> Problem details:
All entries are to be quoted exactly; the images stay out of the copy.

> Information supplied:
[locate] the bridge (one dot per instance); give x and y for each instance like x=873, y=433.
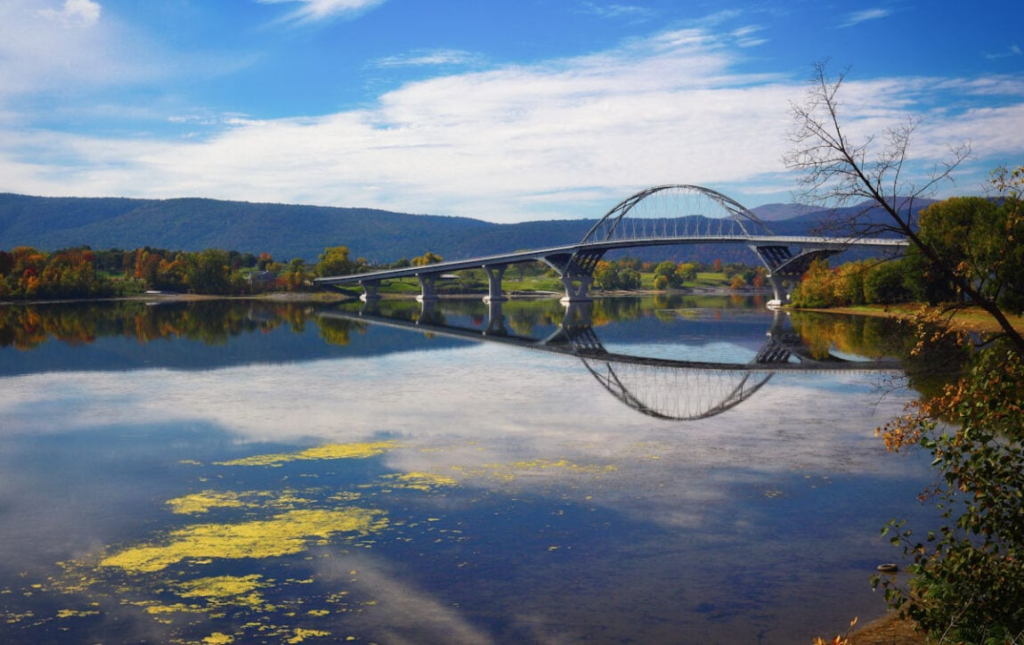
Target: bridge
x=662, y=388
x=666, y=215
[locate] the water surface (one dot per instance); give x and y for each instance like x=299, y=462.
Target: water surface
x=218, y=472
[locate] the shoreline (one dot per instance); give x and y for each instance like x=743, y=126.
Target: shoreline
x=970, y=319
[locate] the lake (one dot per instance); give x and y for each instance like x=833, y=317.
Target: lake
x=251, y=471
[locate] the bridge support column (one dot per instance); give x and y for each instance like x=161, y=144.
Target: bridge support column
x=496, y=319
x=495, y=275
x=428, y=314
x=427, y=287
x=370, y=290
x=778, y=290
x=577, y=288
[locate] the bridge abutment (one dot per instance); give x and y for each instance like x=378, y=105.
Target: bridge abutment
x=577, y=288
x=370, y=290
x=428, y=284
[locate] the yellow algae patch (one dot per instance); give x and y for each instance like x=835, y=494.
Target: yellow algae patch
x=329, y=452
x=73, y=613
x=202, y=502
x=156, y=609
x=287, y=533
x=301, y=635
x=221, y=587
x=421, y=481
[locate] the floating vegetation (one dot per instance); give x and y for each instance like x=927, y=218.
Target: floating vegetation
x=251, y=572
x=284, y=534
x=329, y=452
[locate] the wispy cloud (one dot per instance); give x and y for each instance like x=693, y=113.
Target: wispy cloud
x=1009, y=52
x=744, y=36
x=862, y=16
x=429, y=58
x=563, y=137
x=83, y=12
x=313, y=10
x=631, y=11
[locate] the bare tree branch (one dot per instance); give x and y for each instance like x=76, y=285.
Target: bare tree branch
x=836, y=171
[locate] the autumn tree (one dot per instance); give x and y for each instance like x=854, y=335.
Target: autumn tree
x=426, y=258
x=837, y=170
x=335, y=261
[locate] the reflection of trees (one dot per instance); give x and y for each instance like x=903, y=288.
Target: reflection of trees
x=338, y=331
x=212, y=323
x=928, y=369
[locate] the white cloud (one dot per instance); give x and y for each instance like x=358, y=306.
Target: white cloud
x=565, y=138
x=1009, y=52
x=617, y=10
x=861, y=16
x=83, y=12
x=424, y=58
x=312, y=10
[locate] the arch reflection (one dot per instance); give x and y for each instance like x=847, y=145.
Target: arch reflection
x=662, y=388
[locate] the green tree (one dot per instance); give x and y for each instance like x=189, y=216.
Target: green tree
x=968, y=583
x=208, y=271
x=427, y=258
x=666, y=270
x=885, y=284
x=334, y=261
x=836, y=170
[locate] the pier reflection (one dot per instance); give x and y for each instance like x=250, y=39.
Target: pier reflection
x=674, y=389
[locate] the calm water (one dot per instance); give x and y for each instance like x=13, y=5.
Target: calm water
x=256, y=472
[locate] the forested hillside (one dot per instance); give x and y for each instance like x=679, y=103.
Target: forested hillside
x=303, y=231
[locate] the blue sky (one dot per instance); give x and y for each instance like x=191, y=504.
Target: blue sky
x=497, y=110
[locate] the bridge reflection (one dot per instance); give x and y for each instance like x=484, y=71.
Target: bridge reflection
x=662, y=388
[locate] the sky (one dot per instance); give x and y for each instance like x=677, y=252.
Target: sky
x=498, y=110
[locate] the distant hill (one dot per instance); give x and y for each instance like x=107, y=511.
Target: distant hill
x=295, y=230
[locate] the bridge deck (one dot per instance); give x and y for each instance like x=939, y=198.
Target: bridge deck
x=568, y=250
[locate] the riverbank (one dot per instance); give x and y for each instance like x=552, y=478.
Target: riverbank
x=971, y=319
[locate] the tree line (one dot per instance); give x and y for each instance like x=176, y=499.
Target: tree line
x=28, y=273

> Answer below:
[locate] the bridge (one dot per instance); give x and y for each instance like x=873, y=433.
Target: bridge
x=662, y=388
x=666, y=215
[locate] the water surface (one dot per instance); give x and y for each instance like x=299, y=462.
Target: water surface
x=218, y=472
[locate] the shoreline (one dot per instance); give x and y for each instance like x=743, y=126.
Target: shoreline
x=970, y=319
[locate] the lake (one dot per instance); give x and y for each instance like x=833, y=317.
Target: lake
x=251, y=471
[locate] the bridge support column (one dot per instance); give x and y for each instance like x=161, y=144.
Target: bridge support column
x=496, y=319
x=495, y=275
x=428, y=314
x=427, y=287
x=370, y=290
x=778, y=290
x=577, y=288
[locate] the bridge abutment (one dot per instance); give x and y for each instance like x=378, y=105.
Target: bridge abutment
x=577, y=288
x=370, y=290
x=428, y=284
[locate] the yellow algae patch (one dot per instance); give x and y for each instance like x=835, y=494.
Target: yellow algae patch
x=329, y=452
x=73, y=613
x=202, y=502
x=156, y=609
x=287, y=533
x=301, y=635
x=221, y=587
x=421, y=481
[locate] the floating vegetation (one dot per instance); give x and y for each instance like x=927, y=218.
Target: floating vegetation
x=251, y=572
x=284, y=534
x=329, y=452
[locate] the wispy cloud (one dot per instance); give x and y for each instance like x=693, y=113.
Target: wispy cloud
x=1009, y=52
x=744, y=36
x=862, y=16
x=429, y=58
x=563, y=137
x=83, y=12
x=313, y=10
x=631, y=11
[locate] the bare tree branch (one dot per instance); give x and y for each instance like x=76, y=285.
Target: bare tree branch
x=836, y=171
[locate] the autumn tree (one dot per instance); give x and y for each instance like x=854, y=335.
Target: autumn tree
x=426, y=258
x=837, y=170
x=335, y=261
[locate] the reflection of trees (one dot per instance); give x and y for each instance like x=903, y=288.
Target: reflection of trees
x=338, y=331
x=212, y=323
x=928, y=369
[locate] the white cloud (one dot per instance); give x and y for each instance like x=358, y=306.
Target: white cloud
x=565, y=138
x=1009, y=52
x=617, y=10
x=861, y=16
x=83, y=12
x=424, y=58
x=312, y=10
[locate] the arch reflection (one dot per instance); give x and y for each instance like x=847, y=145.
Target: arch reflection
x=662, y=388
[locate] the green tree (one dot per instance); give x and y for each instance like x=189, y=216.
Target: green tree
x=968, y=583
x=208, y=271
x=427, y=258
x=666, y=270
x=885, y=284
x=334, y=261
x=836, y=170
[locate] the pier reflection (one dot per instance); give x and y for each instance like x=250, y=39.
Target: pier reflection
x=674, y=389
[locate] the calm water (one dot per instance); give x and y for each instance like x=13, y=5.
Target: calm water
x=256, y=472
[locate] the forested hillside (one dot per instance); give x and y for each instance like x=679, y=103.
Target: forested hillside
x=303, y=231
[locate] the blue sky (one dot per instance); give x and y for each instance like x=191, y=504.
Target: blue sky
x=497, y=110
[locate] the bridge reflection (one dot per instance); give x and y for each instance like x=484, y=71.
Target: bridge reflection
x=662, y=388
[locate] the sky (one dot per instance); give x and y for each instance like x=677, y=252.
Target: sky
x=498, y=110
[locate] the distant hill (one dot per instance); give x and y for each instance like x=107, y=511.
Target: distant hill
x=295, y=230
[locate] the bridge deck (one dot per instance); give x and y for each instance like x=939, y=198.
Target: bridge deck
x=568, y=250
[locate] the riverbank (one dot per instance); give x and y for each instance like x=552, y=478.
Target: riverbank
x=971, y=319
[locate] the tree line (one dot per instance); give x and y for each instance like x=176, y=499.
Target: tree line
x=28, y=273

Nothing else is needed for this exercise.